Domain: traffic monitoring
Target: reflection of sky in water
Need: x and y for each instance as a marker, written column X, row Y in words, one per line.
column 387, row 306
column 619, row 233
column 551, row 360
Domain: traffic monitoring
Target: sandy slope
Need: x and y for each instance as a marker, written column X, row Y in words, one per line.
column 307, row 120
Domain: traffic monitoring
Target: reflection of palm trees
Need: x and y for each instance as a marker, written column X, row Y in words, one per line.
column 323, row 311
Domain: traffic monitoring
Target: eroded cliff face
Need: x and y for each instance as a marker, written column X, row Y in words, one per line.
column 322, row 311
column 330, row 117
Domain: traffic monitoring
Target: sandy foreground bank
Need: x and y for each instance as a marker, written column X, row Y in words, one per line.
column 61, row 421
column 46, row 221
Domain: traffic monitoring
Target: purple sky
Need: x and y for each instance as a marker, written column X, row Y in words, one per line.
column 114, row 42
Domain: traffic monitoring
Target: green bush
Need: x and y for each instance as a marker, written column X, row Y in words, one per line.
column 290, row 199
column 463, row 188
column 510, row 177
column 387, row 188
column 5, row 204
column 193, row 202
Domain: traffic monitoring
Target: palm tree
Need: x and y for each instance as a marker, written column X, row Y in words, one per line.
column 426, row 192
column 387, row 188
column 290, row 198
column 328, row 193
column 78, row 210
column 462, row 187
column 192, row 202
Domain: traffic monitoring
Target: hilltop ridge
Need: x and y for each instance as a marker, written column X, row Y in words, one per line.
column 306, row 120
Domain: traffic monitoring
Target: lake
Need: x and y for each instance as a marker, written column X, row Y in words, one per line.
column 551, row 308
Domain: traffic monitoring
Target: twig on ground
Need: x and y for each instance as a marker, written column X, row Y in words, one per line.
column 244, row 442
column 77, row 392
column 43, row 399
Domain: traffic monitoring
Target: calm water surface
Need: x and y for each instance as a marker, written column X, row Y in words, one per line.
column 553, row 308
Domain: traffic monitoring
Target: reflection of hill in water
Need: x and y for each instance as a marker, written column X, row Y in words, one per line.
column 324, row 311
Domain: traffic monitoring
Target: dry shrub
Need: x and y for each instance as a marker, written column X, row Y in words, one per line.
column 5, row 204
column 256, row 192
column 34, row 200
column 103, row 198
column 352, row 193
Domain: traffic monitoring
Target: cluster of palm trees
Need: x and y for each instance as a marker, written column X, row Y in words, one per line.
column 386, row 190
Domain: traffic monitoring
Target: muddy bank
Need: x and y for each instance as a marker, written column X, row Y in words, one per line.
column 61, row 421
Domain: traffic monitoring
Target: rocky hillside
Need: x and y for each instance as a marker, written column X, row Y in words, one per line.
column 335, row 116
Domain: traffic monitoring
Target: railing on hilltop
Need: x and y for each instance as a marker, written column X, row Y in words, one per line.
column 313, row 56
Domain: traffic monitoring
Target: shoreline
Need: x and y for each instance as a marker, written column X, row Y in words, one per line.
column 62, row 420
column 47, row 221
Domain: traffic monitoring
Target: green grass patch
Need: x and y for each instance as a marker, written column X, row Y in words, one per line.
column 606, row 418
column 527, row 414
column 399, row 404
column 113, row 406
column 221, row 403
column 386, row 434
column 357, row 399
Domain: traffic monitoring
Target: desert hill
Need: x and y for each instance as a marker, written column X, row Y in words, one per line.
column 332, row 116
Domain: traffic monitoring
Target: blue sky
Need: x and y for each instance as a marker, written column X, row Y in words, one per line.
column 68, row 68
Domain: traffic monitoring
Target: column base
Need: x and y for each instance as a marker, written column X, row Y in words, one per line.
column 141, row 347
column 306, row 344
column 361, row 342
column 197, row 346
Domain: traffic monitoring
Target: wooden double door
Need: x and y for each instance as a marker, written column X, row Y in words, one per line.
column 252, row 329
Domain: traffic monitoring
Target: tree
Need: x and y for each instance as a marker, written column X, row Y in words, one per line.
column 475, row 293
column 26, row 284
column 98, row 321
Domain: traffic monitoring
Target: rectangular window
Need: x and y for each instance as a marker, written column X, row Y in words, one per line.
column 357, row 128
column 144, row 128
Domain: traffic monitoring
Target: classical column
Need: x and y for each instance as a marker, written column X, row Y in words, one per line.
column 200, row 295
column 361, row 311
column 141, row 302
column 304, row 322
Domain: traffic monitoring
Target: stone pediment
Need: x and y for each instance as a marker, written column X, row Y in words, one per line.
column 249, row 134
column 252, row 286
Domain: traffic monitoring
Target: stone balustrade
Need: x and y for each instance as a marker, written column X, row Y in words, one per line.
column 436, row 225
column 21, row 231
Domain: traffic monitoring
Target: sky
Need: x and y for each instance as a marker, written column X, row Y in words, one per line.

——

**Task prompt:** Each line of the listing should be retyped exactly, with nothing left out.

**Solution to this problem:**
Domain: traffic monitoring
Target: reflection of sky in water
Need: x and y for each instance as a marker, written column X, row Y in words, one per line.
column 387, row 306
column 619, row 233
column 551, row 360
Domain: traffic monitoring
Target: sandy slope
Need: x and y for each instance as a marker, written column X, row Y in words, one per line.
column 307, row 120
Domain: traffic monitoring
Target: reflection of palm trees
Need: x and y for each instance as a marker, written column X, row Y in words, one per line.
column 323, row 311
Domain: traffic monitoring
Target: eroded cliff face
Need: x and y for each instance as a marker, written column X, row Y in words, one per line.
column 322, row 311
column 330, row 117
Domain: traffic monitoring
Target: sandy foreground bank
Need: x and y for each instance as a marker, written column X, row Y in words, one per line.
column 61, row 421
column 46, row 221
Domain: traffic monitoring
Target: purple sky
Need: x and y for each instance as a marker, written column X, row Y in words, one per line.
column 114, row 42
Domain: traffic monitoring
Target: green bush
Need: x and y for each instance as a marker, written column X, row Y in words, one per line.
column 290, row 199
column 463, row 188
column 510, row 177
column 387, row 188
column 5, row 204
column 193, row 202
Domain: traffic monitoring
Target: palm tree
Need: x and y for each instance as a marker, written column X, row Y in words, one per line.
column 426, row 192
column 387, row 188
column 290, row 198
column 328, row 193
column 78, row 210
column 462, row 187
column 192, row 202
Domain: traffic monitoring
Target: hilltop ridge
Need: x and y for each instance as a marker, written column X, row Y in words, one per line.
column 306, row 120
Domain: traffic monitoring
Target: lake
Need: x and y for each instance as a marker, written column X, row Y in words, one per line.
column 551, row 308
Domain: traffic monitoring
Target: twig on ground
Need: x and y for each instance as a marker, written column X, row Y in words, one per line.
column 244, row 442
column 77, row 392
column 43, row 399
Domain: traffic monitoring
Target: calm water surface
Need: x and y for each instance as a marker, written column X, row Y in words, one per line.
column 553, row 308
Domain: traffic monitoring
Target: reflection of hill in water
Need: x and y for each instance as a marker, written column X, row Y in words, one per line.
column 324, row 311
Domain: traffic monitoring
Target: dry shrub
Need: x and y for each instance as a marker, written column X, row Y in words, one per line.
column 5, row 204
column 256, row 192
column 34, row 200
column 103, row 198
column 352, row 193
Domain: traffic monitoring
Target: cluster of palm trees
Need: x and y for each instance as a marker, written column X, row Y in words, one per line.
column 386, row 190
Domain: traffic monitoring
Target: muddy bank
Need: x and y for each instance as a marker, written column X, row Y in words, one per line.
column 61, row 421
Domain: traffic monitoring
Target: rocky hillside
Need: x and y for each instance as a marker, written column X, row Y in words, one per line.
column 335, row 116
Domain: traffic monitoring
Target: railing on hilltop
Need: x and y for each instance as a marker, written column X, row Y in words, one per line.
column 313, row 56
Domain: traffic monitoring
Target: shoreline
Need: x and y for each instance as a marker, written column X, row Y in words, one per line.
column 62, row 420
column 47, row 221
Domain: traffic monitoring
Target: green grass patch
Need: x and y for each instance as a marker, written column X, row Y in words, one per line.
column 606, row 418
column 527, row 414
column 399, row 404
column 113, row 406
column 221, row 403
column 386, row 434
column 357, row 399
Domain: traffic monitoring
Target: desert hill
Need: x and y for each instance as a marker, written column X, row Y in words, one per line.
column 332, row 116
Domain: traffic monitoring
Target: blue sky
Need: x and y for each instance as a marker, written column X, row Y in words, one per line.
column 68, row 68
Domain: traffic monitoring
Target: column base
Need: x and y for each instance as a marker, written column X, row Y in words, one per line.
column 141, row 347
column 306, row 344
column 361, row 342
column 197, row 346
Domain: traffic monitoring
Target: wooden double door
Need: x and y for each instance as a marker, written column X, row Y in words, one per line.
column 252, row 329
Domain: traffic monitoring
Target: tree
Need: x and y for each instance as a marker, written column X, row Y in words, one per line.
column 475, row 293
column 26, row 284
column 98, row 321
Domain: traffic monitoring
Target: rectangular window
Need: x and y for each instance as a marker, written column X, row Y in words, one per line.
column 357, row 128
column 144, row 128
Domain: traffic monitoring
Target: classical column
Need: x and y for each instance as a marker, written column X, row Y in words, one per line.
column 200, row 295
column 361, row 311
column 141, row 302
column 304, row 322
Domain: traffic monitoring
Target: stone pediment
Need: x and y for each instance as a marker, written column X, row Y in words, one per line.
column 249, row 134
column 252, row 286
Domain: traffic monitoring
Target: stone balustrade
Need: x and y for each instance as a marker, written column X, row Y in words, one per line.
column 436, row 225
column 21, row 231
Domain: traffic monitoring
Target: sky
Need: x and y for each instance as a marker, written column X, row Y in words, one per line.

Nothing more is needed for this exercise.